> _Travail à faire_:
Relevez chaque ligne du matériel ci-dessous qui contient le mot « frame », en respectant la casse.

> _Matériel disponible_:
* * * * * * * * *

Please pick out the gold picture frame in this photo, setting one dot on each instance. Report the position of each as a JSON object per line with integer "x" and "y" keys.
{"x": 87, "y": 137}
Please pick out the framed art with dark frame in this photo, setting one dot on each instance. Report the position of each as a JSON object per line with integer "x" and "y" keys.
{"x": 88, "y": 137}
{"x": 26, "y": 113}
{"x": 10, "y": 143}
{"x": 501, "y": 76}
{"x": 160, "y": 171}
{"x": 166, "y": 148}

* * * * * * * * *

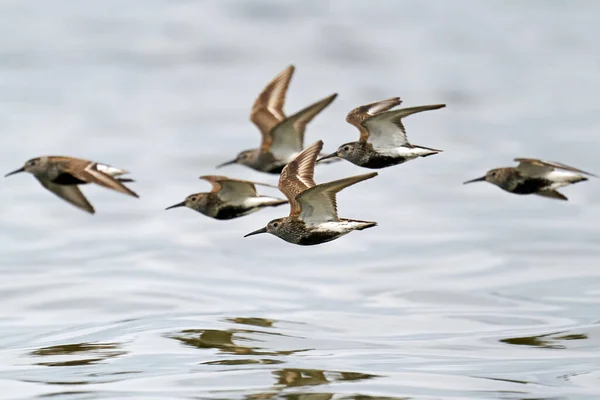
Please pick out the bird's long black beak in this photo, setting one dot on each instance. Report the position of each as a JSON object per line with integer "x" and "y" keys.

* * * * * * * * *

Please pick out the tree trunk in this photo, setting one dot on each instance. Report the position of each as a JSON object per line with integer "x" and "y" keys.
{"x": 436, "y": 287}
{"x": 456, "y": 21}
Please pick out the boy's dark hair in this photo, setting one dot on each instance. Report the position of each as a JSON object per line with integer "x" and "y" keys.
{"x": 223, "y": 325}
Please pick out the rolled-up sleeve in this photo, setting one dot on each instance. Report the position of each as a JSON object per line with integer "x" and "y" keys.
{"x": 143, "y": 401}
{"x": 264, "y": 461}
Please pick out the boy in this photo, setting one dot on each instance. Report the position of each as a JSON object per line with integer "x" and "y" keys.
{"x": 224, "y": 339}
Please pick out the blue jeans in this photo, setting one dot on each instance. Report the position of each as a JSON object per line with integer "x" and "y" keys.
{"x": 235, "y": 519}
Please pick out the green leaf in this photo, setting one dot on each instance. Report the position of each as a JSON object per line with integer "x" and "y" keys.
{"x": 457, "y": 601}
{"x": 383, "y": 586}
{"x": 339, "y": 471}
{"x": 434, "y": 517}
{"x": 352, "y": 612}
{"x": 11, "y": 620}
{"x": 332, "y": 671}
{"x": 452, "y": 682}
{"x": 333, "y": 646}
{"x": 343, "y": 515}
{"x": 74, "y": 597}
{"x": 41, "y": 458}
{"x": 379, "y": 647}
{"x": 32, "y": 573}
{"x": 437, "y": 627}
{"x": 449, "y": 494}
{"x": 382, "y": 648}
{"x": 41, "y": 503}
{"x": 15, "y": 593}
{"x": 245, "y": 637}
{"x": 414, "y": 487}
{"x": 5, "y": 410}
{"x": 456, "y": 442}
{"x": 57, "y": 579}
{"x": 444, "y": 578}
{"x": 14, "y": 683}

* * * * * * * * *

> _Réponse_:
Please pick out the gold picture frame in this photo, setting one dot on each instance. Report the position of each as a JSON object per line with integer "x" and "y" keys.
Please pick out the framed art with dark frame in this photo, setting one dot on each instance. Report the position of each as a JSON object per line with integer "x" and "y" keys.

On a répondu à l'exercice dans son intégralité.